Copy nothing but the lines from the one containing "For the benchmark, annotate every instance of the man in red" through the last line of the records, repeated exactly and without pictures.

Material to process =

========================

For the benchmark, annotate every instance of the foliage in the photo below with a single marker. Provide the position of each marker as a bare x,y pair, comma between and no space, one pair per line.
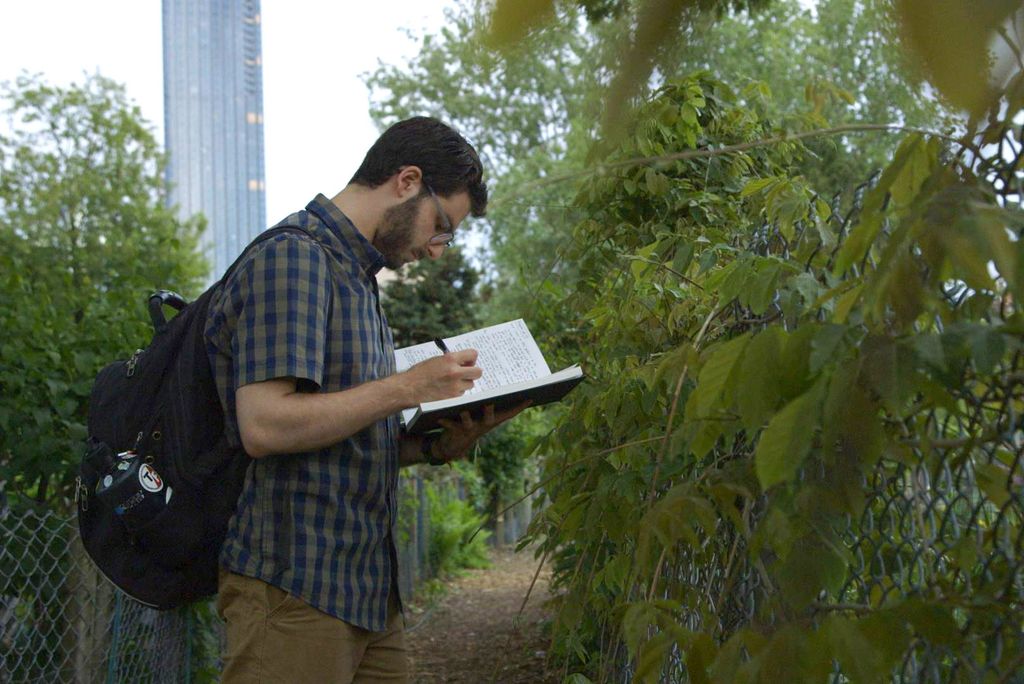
755,359
85,237
456,542
949,40
432,298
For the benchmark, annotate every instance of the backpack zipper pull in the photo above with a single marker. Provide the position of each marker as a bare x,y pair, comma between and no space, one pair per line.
81,494
133,361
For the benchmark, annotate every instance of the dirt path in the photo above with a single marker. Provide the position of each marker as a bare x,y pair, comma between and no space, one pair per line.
471,634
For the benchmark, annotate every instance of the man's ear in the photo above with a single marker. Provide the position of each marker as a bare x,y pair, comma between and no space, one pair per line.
408,181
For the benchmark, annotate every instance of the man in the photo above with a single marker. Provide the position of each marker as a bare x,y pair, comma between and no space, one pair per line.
304,364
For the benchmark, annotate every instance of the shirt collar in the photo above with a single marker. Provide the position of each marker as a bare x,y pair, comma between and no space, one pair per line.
343,228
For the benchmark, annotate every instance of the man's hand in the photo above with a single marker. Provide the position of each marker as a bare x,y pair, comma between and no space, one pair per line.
459,436
441,377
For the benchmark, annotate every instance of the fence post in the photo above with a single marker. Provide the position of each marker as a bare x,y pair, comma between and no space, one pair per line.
421,531
188,635
112,659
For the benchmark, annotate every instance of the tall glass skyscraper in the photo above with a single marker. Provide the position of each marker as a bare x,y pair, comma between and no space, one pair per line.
213,120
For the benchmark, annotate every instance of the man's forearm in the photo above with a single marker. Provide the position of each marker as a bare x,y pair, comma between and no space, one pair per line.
275,419
411,451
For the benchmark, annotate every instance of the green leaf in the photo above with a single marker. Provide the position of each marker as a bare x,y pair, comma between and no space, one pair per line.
933,622
993,480
759,378
987,347
859,657
787,438
716,379
756,185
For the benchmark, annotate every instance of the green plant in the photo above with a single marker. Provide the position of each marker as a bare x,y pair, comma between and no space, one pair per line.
453,525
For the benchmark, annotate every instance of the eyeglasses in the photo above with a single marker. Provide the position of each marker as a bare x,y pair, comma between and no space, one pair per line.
449,234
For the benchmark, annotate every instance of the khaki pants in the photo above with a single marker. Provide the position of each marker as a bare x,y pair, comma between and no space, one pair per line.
275,637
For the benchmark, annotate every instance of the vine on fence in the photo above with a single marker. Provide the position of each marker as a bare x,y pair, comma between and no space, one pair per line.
764,361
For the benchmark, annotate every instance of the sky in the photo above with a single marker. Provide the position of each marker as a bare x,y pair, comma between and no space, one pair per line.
315,47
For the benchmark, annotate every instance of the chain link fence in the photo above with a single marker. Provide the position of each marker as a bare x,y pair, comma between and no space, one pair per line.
942,519
60,621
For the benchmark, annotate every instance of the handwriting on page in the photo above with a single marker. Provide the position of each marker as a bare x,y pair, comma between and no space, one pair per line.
507,354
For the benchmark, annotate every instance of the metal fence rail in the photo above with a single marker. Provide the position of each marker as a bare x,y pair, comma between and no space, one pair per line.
60,621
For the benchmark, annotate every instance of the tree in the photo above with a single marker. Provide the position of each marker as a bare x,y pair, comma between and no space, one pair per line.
534,109
85,236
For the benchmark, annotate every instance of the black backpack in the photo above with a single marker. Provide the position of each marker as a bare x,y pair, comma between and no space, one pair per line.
161,477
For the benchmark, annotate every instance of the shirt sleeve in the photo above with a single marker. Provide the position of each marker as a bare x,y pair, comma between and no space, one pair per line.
284,295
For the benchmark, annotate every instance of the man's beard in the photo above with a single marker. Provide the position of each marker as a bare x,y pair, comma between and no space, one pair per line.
394,232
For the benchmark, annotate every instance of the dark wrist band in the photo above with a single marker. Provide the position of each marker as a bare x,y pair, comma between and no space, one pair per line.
428,449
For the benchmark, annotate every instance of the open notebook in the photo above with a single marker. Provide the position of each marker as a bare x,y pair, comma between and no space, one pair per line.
514,371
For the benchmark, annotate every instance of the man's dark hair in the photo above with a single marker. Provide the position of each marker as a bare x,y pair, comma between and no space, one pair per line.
449,163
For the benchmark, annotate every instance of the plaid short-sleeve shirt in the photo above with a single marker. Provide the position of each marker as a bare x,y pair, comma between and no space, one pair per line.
320,524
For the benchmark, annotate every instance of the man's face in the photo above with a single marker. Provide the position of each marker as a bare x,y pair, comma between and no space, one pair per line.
404,230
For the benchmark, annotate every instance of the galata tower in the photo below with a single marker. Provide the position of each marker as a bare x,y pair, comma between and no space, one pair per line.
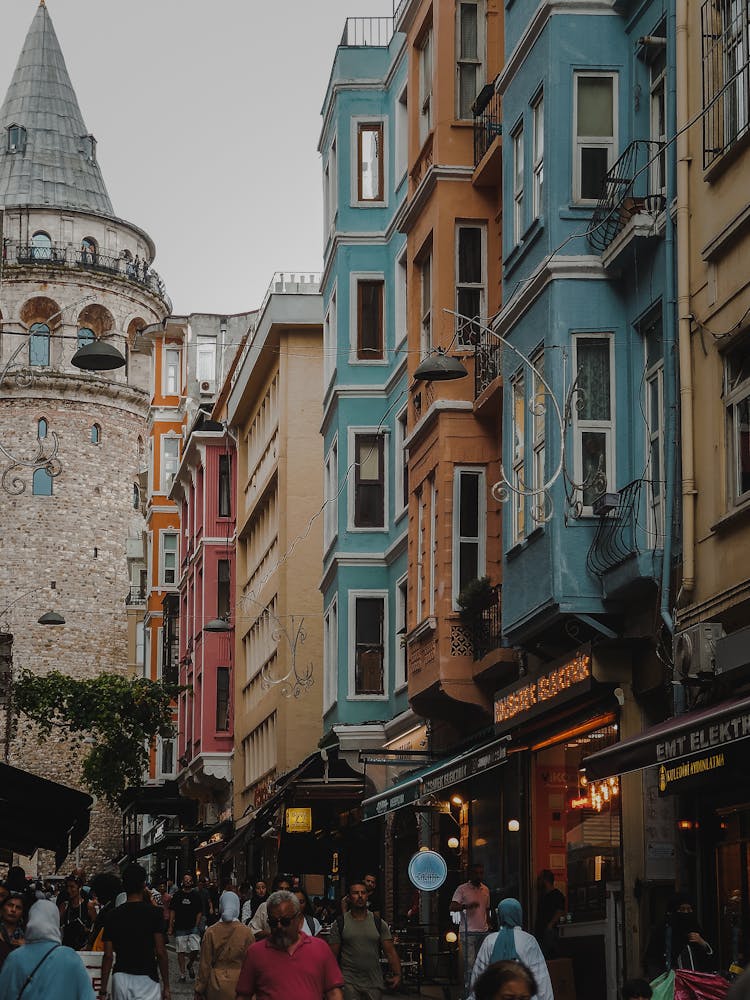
71,441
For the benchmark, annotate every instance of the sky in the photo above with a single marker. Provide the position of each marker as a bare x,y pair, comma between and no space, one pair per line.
207,119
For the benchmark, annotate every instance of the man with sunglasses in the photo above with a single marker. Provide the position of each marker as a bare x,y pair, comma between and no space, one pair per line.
289,963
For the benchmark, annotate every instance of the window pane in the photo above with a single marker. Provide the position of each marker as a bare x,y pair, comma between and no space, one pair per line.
469,32
593,382
594,458
595,106
593,171
470,254
469,501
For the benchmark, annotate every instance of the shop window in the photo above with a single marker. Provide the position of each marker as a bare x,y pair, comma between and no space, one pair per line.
222,699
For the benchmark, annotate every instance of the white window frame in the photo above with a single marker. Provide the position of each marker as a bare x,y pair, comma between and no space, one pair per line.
401,138
425,303
356,122
352,435
330,339
172,533
331,495
401,276
166,466
607,427
478,60
464,331
172,371
481,540
425,47
401,459
330,654
598,142
400,676
355,278
352,621
518,184
537,155
518,455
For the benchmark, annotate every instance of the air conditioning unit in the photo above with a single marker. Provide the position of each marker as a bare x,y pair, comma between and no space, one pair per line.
695,649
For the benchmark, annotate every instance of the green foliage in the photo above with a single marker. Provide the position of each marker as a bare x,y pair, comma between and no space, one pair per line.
114,719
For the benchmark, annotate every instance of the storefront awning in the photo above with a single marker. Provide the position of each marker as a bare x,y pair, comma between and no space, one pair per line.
436,778
681,738
36,812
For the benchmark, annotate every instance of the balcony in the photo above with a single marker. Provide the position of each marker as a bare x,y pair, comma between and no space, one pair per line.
624,552
88,260
632,203
367,32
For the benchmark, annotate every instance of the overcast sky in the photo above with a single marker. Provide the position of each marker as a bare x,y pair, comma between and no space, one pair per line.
207,117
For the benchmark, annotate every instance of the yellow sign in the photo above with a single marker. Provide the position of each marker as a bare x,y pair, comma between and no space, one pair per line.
299,820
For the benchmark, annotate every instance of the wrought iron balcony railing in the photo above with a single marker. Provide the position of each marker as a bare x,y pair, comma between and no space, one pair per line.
487,361
90,260
616,537
487,632
363,32
634,184
487,122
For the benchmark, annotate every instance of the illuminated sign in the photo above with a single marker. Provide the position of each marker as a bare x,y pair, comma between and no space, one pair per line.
531,697
689,769
299,820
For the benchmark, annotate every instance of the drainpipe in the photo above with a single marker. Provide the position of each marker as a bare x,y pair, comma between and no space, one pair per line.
683,309
669,340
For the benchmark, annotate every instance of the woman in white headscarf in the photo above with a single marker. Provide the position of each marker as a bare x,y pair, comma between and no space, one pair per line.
53,971
222,952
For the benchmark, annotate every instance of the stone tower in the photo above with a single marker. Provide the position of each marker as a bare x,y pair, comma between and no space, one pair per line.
71,442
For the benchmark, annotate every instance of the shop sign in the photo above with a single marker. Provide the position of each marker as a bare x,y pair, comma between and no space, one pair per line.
427,870
299,819
718,734
689,769
529,698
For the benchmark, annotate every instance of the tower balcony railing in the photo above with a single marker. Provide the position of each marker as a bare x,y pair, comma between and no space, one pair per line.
488,124
487,361
89,260
367,32
634,185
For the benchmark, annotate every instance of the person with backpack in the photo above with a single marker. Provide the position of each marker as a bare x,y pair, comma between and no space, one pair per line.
512,944
356,940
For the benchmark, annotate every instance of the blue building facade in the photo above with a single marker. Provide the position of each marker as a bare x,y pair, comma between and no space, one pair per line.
364,156
589,442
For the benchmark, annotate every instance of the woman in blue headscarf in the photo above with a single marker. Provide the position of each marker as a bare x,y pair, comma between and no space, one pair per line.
511,943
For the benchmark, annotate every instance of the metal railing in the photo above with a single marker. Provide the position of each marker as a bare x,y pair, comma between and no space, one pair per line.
634,184
488,126
726,76
487,633
615,539
363,32
90,260
487,361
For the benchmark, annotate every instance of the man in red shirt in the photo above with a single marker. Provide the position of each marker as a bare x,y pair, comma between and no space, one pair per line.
289,963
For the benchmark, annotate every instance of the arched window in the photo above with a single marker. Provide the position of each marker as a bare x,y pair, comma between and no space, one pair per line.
39,345
41,484
41,246
16,138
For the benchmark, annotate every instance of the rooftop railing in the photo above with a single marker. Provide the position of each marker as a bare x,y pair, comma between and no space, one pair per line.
90,260
633,185
367,32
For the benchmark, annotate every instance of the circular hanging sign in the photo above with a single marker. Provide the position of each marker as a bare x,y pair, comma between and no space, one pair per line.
427,870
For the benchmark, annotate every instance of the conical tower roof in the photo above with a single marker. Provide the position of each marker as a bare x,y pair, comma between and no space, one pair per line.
54,161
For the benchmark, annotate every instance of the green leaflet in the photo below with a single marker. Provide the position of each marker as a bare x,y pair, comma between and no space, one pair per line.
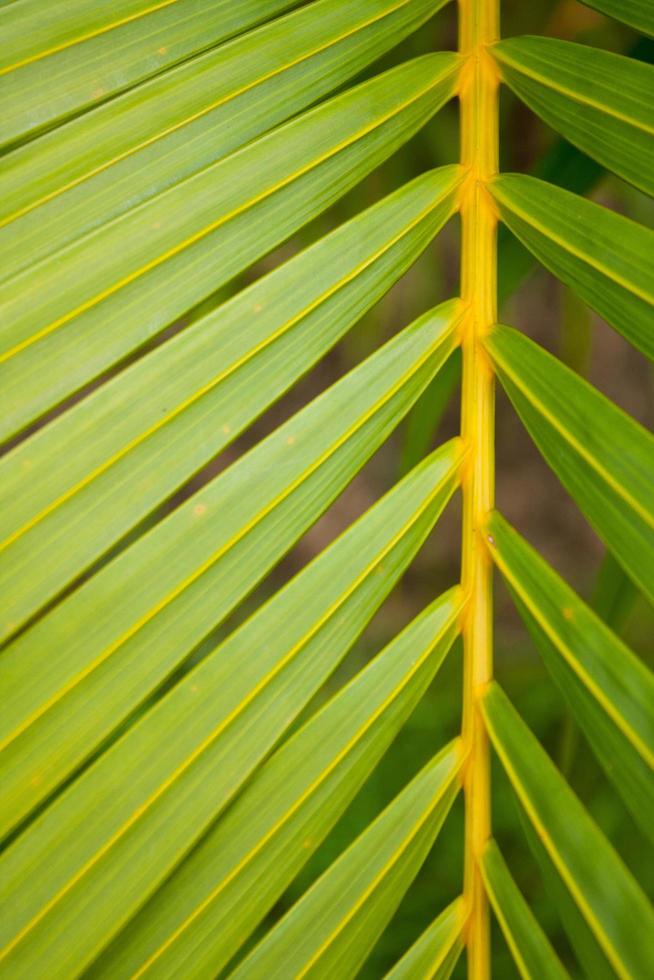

========================

Correct response =
For the benchmark, annotate every instance of the man in red shirt in the photo above with a single marker. Provide the position of each marker as a bare x,y pair, comma between and no space, one pair per line.
289,963
For the benchmark, annotate every instance of the arched window in the photo above with a single marker. Provide the position of each marker as a bare x,y pair, comma between and no space, one pair per line.
39,345
41,484
41,246
16,138
For the benchmark, annotate every instance of the rooftop railing in the photo above with a single marker. Provide the position of each marker as a bare x,y pair, comma between and no space, one pair per line.
90,260
633,185
367,32
For the benchmark, annotate every instance of the circular hanging sign in the photo above with a single marker. Provide the position of each marker as a bare x,y pair, comma between and no space, one pair per line.
427,870
For the benchmark, annotate every instance of the conical tower roof in the photo above with a single marker. Provide the position of each marker as a bare x,y pair, comma between and no space, one pair per line.
54,161
For the benchmark, annotate every instance of the green leaflet in the photo below with a single marker. Provide the position of each marker as a bare x,y pair, comma between and no space, one pair per line.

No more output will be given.